→ **Tâches**:
1 - Dans l'entretien, avec qui Giuseppe De Martino copréside-t-il l'ASIC ?
2 - Recopiez le passage de l'entretien qui va de « Didier Lombard a » à « pour la France. ».

→ **Texte à lire**:
______________________________
Internet est une chance pour la France

Interview de Giuseppe De Martino, Président de l'ASIC[1].

 

Par Emmanuel Naudin et Eric Vandewalle, Réflexions & Stratégies

 

 

D’origine italienne, Giuseppe De Martino reçoit une formation de juriste en propriété intellectuelle à Assas et à la Sorbonne et débute sa carrière à Rome dans un cabinet d’avocats sur la chaîne des droits (cinéma). Ensuite, il va vivre une expérience intellectuelle unique à travers Skyrock puis Arte en 1994 en tant que responsable de la production et de l’édition vidéo et papier dans un premier temps ; internet en 1995.

En 1999, Giuseppe De Martino est appelé à la direction juridique d’AOL France où il travaille sur la « règle de droit ». En effet, la nouvelle génération de médias bouscule le carcan de règles définies dans l’univers du cinéma, de la radio et de la télévision. Internet n’est pas une zone de non-droit mais une zone soumise à de nombreuses règles ; la problématique est de savoir choisir la bonne. Par ailleurs, Giuseppe De Martino est président de l’AFA[2] de 2004 à 2007 et travaille par exemple sur la protection de l’enfance et des données ; il a mis en place un mécanisme d’« approche graduée » avec l’industrie du cinéma.

Suite à la fusion AOL et Time Warner, la stratégie du groupe Time Warner Inc. devient opaque et Giuseppe De Martino décide de quitter AOL en 2007 pour rejoindre Dailymotion qui a besoin d’un nouveau management ; il occupe le poste de Directeur juridique et réglementaire.

L'Acsel défend les intérêts des marchands, le Geste ceux des éditeurs, et l'AFA ceux des FAI. Afin de défendre les intérêts des acteurs pure players[3] de l’internet, il crée l’ASIC en 2007 et la co-préside avec Pierre Kosciusko-Morizet, PDG de Price Minister.

 

 

Parlez-nous de la composition et des objectifs de l’ASIC

 

A l’origine, l’ASIC est composée de Dailymotion, Price Minister et Google. Nous avons été rejoints ensuite par Yahoo, AOL et nous sommes une quinzaine de membres aujourd’hui. eBay devrait rejoindre rapidement.

L’élément déclencheur de cette association fut l’histoire 9-Cegetel qui a bloqué la diffusion du site Dailymotion. Pour cela, nous (Dailymotion) avons mis un message sur le site, indiquant d’appeler la hotline de 9-Cegetel qui sauta rapidement sous le nombre d’appels. Ce fut une première publique en Europe.

L’ASIC est basée sur le principe de la Net Neutrality qui rejoint le principe d’Internet ouvert mis en avant par Google. Les fournisseurs de « tuyaux » ont pour mission de donner la meilleure qualité de service pour les fournisseurs de contenu.

Didier Lombard a dit un jour : « Pourquoi les Cadillac roulent elles sur les autoroutes françaises ? ».

Je pense qu’Internet est une véritable chance pour la France.

Nous sommes au service des intérêts des communautés.

 

 

Commente percevez-vous l’évolution des comportements avec le Web 2.0 ?

 

Tout d’abord, il y a un changement de comportement de l’internaute qui devient actif. L’utilisateur a une liberté d’agir et on constate un éparpillement de l’audience. Comme Martin[4] vous l’a dit, 5 millions de vidéos sont vus sur les 10 millions en ligne chez Dailymotion.
______________________________
→ **Extrait de données**:
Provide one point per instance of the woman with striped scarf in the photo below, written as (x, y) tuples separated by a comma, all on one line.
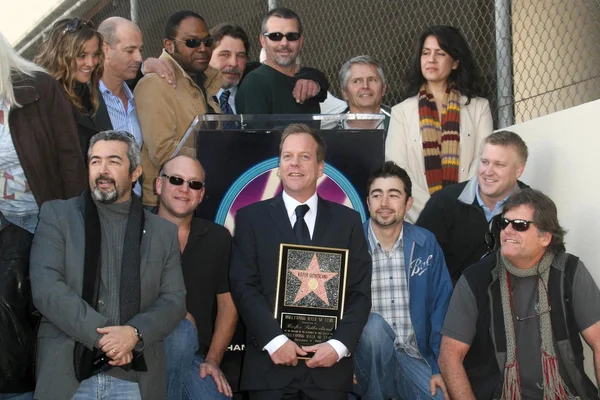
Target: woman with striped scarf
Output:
[(436, 134)]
______________________________
→ **Réponses par tâche**:
1 - Avec Pierre Kosciusko-Morizet, PDG de Price Minister.

2 -
Didier Lombard a dit un jour : « Pourquoi les Cadillac roulent elles sur les autoroutes françaises ? ».

Je pense qu’Internet est une véritable chance pour la France.